Available data ▸
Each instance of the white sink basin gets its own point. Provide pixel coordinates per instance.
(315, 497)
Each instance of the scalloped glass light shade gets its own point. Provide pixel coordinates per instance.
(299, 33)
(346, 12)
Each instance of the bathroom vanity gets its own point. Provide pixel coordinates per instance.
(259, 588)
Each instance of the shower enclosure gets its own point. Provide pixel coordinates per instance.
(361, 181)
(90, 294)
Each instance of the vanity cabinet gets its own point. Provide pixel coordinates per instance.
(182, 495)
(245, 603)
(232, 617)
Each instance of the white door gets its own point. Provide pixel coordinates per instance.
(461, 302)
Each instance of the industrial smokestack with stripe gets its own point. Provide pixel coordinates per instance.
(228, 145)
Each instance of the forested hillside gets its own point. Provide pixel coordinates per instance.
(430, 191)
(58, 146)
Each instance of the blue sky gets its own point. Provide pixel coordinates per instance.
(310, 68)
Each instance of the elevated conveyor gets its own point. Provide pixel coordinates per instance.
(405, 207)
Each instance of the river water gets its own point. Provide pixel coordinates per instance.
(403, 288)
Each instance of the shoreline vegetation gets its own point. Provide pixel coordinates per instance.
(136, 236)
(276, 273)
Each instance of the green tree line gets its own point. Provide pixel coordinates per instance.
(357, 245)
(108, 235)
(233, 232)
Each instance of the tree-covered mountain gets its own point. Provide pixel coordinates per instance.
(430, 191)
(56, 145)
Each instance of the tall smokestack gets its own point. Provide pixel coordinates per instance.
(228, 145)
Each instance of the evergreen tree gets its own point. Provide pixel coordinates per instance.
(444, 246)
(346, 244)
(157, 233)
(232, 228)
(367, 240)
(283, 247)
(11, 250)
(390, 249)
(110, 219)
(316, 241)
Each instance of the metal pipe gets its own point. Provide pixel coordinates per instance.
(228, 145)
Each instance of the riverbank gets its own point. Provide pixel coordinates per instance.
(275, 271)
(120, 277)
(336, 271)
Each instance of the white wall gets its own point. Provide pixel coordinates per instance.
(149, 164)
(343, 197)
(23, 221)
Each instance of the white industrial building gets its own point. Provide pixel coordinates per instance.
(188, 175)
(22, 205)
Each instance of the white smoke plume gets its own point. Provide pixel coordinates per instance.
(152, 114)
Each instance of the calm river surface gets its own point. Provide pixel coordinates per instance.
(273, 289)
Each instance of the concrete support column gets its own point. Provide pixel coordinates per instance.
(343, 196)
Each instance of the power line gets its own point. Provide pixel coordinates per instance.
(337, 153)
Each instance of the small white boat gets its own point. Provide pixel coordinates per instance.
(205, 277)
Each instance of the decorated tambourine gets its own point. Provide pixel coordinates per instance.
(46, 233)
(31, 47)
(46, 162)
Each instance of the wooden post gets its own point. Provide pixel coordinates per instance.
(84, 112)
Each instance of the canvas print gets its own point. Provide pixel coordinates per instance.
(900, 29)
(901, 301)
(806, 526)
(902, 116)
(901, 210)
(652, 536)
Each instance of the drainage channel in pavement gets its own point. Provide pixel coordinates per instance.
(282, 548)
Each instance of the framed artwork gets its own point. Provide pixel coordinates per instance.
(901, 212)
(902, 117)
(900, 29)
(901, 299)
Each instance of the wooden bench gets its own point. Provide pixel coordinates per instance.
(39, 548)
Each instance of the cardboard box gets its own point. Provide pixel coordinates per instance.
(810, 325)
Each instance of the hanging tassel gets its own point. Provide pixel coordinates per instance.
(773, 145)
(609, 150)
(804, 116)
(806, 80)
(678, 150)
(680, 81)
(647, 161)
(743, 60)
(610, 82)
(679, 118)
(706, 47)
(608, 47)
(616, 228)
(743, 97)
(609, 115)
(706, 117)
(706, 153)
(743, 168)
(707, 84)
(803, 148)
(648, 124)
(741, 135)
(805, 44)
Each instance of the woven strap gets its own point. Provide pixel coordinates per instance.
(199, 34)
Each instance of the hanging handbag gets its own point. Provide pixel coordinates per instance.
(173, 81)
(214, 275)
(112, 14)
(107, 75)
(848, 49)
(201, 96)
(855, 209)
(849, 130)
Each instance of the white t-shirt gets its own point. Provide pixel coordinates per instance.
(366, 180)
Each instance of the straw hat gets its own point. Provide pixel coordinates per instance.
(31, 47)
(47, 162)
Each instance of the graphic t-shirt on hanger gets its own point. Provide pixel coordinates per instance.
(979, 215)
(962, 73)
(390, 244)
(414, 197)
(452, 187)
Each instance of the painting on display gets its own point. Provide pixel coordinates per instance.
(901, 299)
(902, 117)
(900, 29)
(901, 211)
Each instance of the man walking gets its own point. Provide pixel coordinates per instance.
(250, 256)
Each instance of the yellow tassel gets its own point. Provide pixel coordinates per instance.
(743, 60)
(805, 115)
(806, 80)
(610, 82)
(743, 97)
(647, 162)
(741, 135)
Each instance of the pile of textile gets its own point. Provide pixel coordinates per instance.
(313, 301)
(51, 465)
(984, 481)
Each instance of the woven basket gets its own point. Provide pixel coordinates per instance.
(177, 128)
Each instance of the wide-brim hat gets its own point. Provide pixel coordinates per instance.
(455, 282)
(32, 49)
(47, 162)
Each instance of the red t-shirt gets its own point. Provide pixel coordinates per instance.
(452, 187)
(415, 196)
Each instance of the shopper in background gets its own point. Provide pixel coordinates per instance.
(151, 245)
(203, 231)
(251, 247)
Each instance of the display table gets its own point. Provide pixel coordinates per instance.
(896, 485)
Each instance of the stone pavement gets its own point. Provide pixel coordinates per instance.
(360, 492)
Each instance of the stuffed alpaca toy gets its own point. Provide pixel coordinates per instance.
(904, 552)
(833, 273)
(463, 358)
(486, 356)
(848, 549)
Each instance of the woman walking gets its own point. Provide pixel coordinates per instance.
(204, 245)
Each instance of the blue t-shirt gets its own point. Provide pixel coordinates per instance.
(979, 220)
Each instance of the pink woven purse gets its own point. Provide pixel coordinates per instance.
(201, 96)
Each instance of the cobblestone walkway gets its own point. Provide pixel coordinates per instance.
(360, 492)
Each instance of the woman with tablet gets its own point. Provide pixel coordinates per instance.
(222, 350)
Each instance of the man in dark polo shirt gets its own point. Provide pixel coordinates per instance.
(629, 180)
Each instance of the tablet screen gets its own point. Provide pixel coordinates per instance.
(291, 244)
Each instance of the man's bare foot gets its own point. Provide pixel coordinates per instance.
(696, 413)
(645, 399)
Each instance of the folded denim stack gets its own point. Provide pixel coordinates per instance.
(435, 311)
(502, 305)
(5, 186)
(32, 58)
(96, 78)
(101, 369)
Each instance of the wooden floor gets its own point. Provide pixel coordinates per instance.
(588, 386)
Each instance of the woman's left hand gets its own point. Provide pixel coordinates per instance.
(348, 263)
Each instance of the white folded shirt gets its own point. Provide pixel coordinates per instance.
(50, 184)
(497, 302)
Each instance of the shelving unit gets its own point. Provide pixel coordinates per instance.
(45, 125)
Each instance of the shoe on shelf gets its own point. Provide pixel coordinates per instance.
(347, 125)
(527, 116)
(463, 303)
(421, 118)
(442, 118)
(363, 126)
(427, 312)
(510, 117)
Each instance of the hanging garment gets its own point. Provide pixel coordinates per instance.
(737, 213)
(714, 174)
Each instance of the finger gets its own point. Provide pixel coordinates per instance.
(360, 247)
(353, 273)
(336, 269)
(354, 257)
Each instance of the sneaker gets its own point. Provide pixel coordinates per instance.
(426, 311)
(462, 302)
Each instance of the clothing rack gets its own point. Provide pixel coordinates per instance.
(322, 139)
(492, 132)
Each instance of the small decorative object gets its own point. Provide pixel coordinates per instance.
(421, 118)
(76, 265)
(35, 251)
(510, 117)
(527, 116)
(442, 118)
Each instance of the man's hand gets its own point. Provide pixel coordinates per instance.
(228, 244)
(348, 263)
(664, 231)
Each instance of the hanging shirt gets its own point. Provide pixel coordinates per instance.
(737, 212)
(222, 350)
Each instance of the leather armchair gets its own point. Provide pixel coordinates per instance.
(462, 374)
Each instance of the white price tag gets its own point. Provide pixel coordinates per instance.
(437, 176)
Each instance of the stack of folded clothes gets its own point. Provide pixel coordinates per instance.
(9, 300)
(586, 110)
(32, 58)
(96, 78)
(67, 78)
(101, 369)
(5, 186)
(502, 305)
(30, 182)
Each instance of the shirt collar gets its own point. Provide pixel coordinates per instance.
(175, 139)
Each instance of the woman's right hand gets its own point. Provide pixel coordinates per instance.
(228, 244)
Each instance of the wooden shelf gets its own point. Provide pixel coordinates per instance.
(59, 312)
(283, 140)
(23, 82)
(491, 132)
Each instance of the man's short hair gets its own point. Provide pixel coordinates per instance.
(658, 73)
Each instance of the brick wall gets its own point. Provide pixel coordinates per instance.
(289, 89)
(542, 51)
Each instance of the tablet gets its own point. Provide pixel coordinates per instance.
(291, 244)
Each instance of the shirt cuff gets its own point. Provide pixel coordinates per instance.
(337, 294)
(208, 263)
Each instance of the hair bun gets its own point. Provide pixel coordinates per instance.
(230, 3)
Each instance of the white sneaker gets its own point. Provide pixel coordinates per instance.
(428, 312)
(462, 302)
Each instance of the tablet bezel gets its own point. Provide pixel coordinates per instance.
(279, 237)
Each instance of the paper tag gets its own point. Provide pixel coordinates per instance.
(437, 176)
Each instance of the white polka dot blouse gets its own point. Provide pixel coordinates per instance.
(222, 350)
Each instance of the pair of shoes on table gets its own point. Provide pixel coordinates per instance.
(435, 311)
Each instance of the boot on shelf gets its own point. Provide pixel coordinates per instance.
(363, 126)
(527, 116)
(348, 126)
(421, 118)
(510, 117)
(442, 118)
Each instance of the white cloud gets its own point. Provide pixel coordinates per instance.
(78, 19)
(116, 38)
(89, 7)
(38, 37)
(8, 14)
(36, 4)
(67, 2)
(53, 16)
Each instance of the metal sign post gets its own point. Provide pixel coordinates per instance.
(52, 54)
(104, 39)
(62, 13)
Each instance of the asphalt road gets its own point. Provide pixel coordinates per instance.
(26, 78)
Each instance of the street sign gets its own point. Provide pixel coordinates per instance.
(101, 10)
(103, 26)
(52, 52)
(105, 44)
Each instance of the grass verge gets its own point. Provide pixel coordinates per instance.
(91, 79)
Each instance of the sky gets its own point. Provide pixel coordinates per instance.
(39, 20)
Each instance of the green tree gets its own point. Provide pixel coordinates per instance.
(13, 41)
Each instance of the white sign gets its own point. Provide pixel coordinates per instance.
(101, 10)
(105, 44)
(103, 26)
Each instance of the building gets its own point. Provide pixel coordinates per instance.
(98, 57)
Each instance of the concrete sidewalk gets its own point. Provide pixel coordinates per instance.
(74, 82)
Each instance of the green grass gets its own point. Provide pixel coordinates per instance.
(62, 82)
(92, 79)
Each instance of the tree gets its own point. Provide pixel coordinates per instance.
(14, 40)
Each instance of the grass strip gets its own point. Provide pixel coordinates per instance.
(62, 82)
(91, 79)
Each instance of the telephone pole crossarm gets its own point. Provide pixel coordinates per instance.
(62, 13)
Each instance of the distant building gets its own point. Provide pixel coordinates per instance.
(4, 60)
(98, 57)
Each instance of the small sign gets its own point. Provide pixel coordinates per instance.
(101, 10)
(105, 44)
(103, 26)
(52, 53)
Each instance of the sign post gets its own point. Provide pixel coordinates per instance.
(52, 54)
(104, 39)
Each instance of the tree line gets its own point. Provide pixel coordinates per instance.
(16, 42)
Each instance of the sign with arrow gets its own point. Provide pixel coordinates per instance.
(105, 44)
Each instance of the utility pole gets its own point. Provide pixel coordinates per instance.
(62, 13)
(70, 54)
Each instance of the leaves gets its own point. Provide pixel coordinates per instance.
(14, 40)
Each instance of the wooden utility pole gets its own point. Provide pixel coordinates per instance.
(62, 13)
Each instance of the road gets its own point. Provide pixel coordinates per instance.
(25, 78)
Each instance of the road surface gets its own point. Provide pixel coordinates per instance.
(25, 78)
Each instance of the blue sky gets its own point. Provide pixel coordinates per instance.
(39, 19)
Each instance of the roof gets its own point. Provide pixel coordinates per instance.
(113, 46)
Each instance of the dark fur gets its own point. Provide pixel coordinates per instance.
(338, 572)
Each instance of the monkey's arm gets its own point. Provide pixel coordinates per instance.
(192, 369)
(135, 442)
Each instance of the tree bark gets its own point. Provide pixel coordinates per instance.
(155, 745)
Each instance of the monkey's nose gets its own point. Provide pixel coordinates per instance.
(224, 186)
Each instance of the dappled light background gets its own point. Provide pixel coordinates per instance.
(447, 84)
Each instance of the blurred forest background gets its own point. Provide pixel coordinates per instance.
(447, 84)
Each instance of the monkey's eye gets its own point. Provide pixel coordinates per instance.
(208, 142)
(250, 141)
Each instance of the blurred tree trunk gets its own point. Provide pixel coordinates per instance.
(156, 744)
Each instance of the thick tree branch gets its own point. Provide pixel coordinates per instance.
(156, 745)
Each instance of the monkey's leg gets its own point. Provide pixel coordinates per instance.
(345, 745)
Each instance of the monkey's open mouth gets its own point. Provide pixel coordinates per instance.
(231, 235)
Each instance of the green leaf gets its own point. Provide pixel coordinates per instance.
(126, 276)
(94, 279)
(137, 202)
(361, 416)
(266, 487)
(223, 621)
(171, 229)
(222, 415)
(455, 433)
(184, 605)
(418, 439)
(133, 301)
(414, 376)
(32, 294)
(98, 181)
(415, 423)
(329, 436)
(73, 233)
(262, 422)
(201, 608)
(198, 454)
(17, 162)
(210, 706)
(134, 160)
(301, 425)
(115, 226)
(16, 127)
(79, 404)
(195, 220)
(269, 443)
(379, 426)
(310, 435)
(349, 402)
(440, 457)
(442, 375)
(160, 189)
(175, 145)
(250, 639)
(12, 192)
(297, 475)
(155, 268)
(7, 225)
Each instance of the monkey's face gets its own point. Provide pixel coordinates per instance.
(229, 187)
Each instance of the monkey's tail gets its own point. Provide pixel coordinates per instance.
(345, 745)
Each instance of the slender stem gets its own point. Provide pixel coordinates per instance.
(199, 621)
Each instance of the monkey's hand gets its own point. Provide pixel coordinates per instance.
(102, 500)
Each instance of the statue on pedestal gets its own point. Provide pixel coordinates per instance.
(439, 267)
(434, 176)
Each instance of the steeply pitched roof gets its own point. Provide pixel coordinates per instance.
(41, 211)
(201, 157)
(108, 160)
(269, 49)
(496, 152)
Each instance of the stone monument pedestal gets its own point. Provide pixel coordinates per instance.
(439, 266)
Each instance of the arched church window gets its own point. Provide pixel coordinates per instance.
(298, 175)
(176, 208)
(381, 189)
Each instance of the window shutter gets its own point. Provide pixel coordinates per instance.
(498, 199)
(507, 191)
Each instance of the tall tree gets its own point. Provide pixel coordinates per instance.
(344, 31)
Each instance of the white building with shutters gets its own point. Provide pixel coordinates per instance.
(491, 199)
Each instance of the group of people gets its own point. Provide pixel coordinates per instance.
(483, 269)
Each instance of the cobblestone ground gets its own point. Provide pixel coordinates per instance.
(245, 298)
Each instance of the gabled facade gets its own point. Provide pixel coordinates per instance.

Task instructions ▸
The answer must consist of the lines from the one with "Each instance of the group" through the final line of the entries above, exactly as they are, and nothing else.

Result of the exercise ▸
Each instance of the group of people gets its own point. Provide pixel coordinates per instance.
(483, 269)
Each instance of the cobblestone ground gets its own point. Provide pixel coordinates per instance.
(245, 298)
Each instance of the gabled facade gets its own point. Provide pixel coordinates per instance.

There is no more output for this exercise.